▶ **EXERCISE DETAILS**
Please reproduce, word for word, the passage of the award pay calculator text starting at "- The daily" and ending at "a 6-month period.".
══ TEXT SEGMENT ══
Field Geologists Award Pay Calculator
Work out what a rig swing under the Field Geologists Award actually pays — the right classification, the annual retainer plus daily rig allowance converted to a weekly and hourly planning figure, casual loading and super, calculated the way the award says.
How the Field Geologists Award is applied
- Minimum pay is an annual retainer per classification (clause 12.2), current from the first full pay period on or after 1 July 2026 — the calculator converts it to weekly (÷ 52) and hourly (÷ 52 ÷ 38) as planning figures only.
- There are no weekend or public-holiday penalties and no overtime rates: clause 12.3 states the retainer and daily allowances absorb compensation for weekends, public holidays, hours of work and all remote-location disability factors. What actually governs the roster is the 12-hour rotating shift pattern on 164 days a year (clause 11.3).
- Casuals are paid differently here too: the award’s real Schedule A casual hourly rates (which fold the daily rig allowance into an hourly figure before applying the loading) run well above a simple 25% loading on the derived planning hourly rate — for example, a Competent mudlogger casual is $49.29/hour under the award, not $34.25. The calculator applies a generic 25% loading and will under-state casual pay here; check the award’s Schedule A table directly for a casual engagement.
- The daily rig allowance is the trap most employers miss — it’s a separate payment for each full day worked on the rig, on top of the annual retainer, and it also feeds the excess attendance allowance once someone works more than 82 days in a 6-month period.
- Casuals are not entitled to the award’s other allowances beyond those set out in clause 9 (the casual loading itself) — no rig-up/rig-down, course attendance or travelling-time allowance unless the engagement specifically provides for it.
- Superannuation (12%) applies to ordinary-time earnings — for a salaried field geologist that means the retainer plus the daily rig allowance actually paid, since there’s no separate overtime component to exclude.
Who the award covers
- Employers of field geologists in hydrocarbons exploration, throughout Australia and adjacent offshore areas
- Mudloggers — trainee, competent and senior — performing formation evaluation on rigs
- Data engineers supervising mudlogging teams and pore-pressure evaluation
- On-hire employers supplying field geologists where no more specific award applies
This is an occupational award covering field geologists only — other rig-based trades and offshore roles sit under their own awards or agreements. Check the classification actually performed before applying it.
Which level is your team member?
This is a salary-based award: clause 10 sets four classifications — Trainee mudlogger, Competent mudlogger, Senior mudlogger and Data engineer — each paid an annual retainer rather than a weekly wage. A Bachelor of Science in Geology (or equivalent earth science degree) is the entry qualification for every level; progression above Trainee is about experience, training days and demonstrated competence, not a different qualification.
═══
══ SOURCE MATERIAL ══
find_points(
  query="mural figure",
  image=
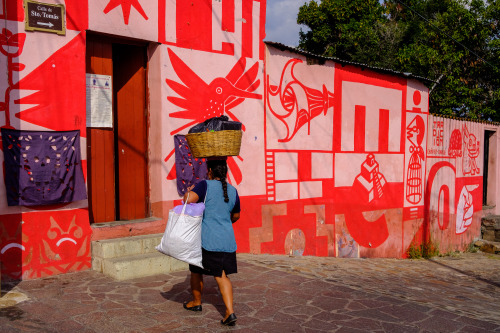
═══
▶ **TASK OUTPUT**
- The daily rig allowance is the trap most employers miss — it’s a separate payment for each full day worked on the rig, on top of the annual retainer, and it also feeds the excess attendance allowance once someone works more than 82 days in a 6-month period.